EXCERPTED TEXT
::::::

# R16NC-500 Signal issue after moving to new room



## jhodges125 (Dec 20, 2010)

Upgraded to an HD-DVR in the living room, so I wanted to move the Standand R16NC-500 DVR (changed settings for single tuner) to the basement to replace my old standard D11 reciever. The signal is fine with the D11, but when I connected the R16NC-500, it won't receive the satellite info (mostly). I went through swapping coax cables, the wall plate and the connector on the coax coming through the wall. End result was no change, but did notice that at times that I could get a signal for a little bit if I just held the coax ends (just the cores touching) together with my hands. Other times, I could have all the connections fully connected and as I was making the last connection to the back of the receiver, the satellite signal would be there for a second, but when I fully screwed the connector on, the signal would be lost.
I then took the R16NC-500 back upstairs to the old location, plug it in and it works fine. Plug the D11 back into the connection in the basement and it works fine as well.
Am I encountering a voltage difference between the two receivers, that is causing a fault? Any other thoughts?

Thanks,
John


----------



## carl6 (Nov 16, 2005)

With the D11 connected, check satellite signal strength on all satellites you have (based on type of dish). For SD, that will either be just 101, or 101, 110 and 119. Make a note of readings for all transponders on all satellites.

With the R16 upstairs (where it works), do the same thing. Then move the R16 downstairs and check it. Post your results.

I would also double check your sat setup on the R16 just to be on the safe side, but it is probably fine or it wouldn't work upstairs.

Do your coax lines run directly to the dish, or do you have a multiswitch in the system?

I really can't think of any reason for the R16 to not work where the D11 does work, especially considering it does work at another location. Maybe the sat signal readings will help figure out what to do next.


----------



## ThomasM (Jul 20, 2007)

carl6 said:


> I would also double check your sat setup on the R16 just to be on the safe side, but it is probably fine or it wouldn't work upstairs.
> 
> I really can't think of any reason for the R16 to not work where the D11 does work, especially considering it does work at another location. Maybe the sat signal readings will help figure out what to do next.


I can. I wonder if the upstairs coax is set up for SWM and the downstairs one is set up for the legacy DC voltage system (which it must be to support a D11). If so, the multiswitch type in the satellite setup could be wrong.


----------



## carl6 (Nov 16, 2005)

True, and if he has an external SWM8 (with legacy outputs) then that is a very real possibility. However it is not normal to use SWiM technology in a mixed environment.

Definitely something worth checking however.


----------

::::::

BRIEF
Transcribe verbatim the passage of the DVR signal thread that begins with the words containing "Do your coax" and ends with "(Jul 20, 2007)". The records after the DVR signal thread are separate material.

::::::

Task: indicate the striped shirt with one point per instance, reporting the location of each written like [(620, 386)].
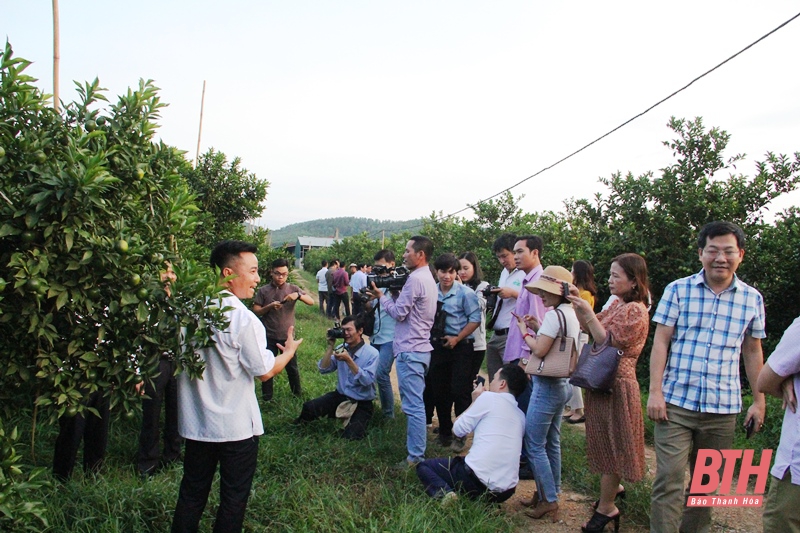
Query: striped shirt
[(702, 372)]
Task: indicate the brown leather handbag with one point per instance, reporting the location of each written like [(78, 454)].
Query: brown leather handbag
[(560, 359)]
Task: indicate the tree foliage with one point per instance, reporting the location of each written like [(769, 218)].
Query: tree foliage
[(91, 209), (227, 194)]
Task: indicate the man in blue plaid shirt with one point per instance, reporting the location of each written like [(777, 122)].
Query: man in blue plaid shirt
[(704, 323)]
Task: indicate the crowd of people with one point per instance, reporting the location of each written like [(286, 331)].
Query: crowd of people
[(433, 331)]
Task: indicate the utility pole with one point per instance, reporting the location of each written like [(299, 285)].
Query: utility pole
[(56, 57), (200, 129)]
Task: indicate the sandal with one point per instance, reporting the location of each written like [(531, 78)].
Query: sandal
[(544, 508), (534, 501), (599, 521)]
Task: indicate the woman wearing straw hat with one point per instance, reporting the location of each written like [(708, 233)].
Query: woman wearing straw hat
[(549, 395)]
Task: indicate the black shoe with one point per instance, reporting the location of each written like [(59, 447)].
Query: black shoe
[(620, 495), (525, 473), (599, 522)]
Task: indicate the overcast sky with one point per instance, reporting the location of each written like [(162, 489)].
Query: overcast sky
[(394, 110)]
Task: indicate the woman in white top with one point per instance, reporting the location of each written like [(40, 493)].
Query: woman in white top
[(548, 395), (470, 275)]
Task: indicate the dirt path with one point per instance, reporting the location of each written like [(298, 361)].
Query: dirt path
[(575, 508)]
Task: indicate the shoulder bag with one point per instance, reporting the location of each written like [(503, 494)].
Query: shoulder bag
[(597, 366), (560, 359)]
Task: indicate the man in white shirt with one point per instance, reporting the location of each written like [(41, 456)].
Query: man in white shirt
[(322, 286), (491, 467), (780, 377), (358, 281), (219, 415)]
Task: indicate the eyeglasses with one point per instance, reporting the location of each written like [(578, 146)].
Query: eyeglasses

::::::

FINISHED EXERCISE
Do your coax lines run directly to the dish, or do you have a multiswitch in the system?

I really can't think of any reason for the R16 to not work where the D11 does work, especially considering it does work at another location. Maybe the sat signal readings will help figure out what to do next.


----------



## ThomasM (Jul 20, 2007)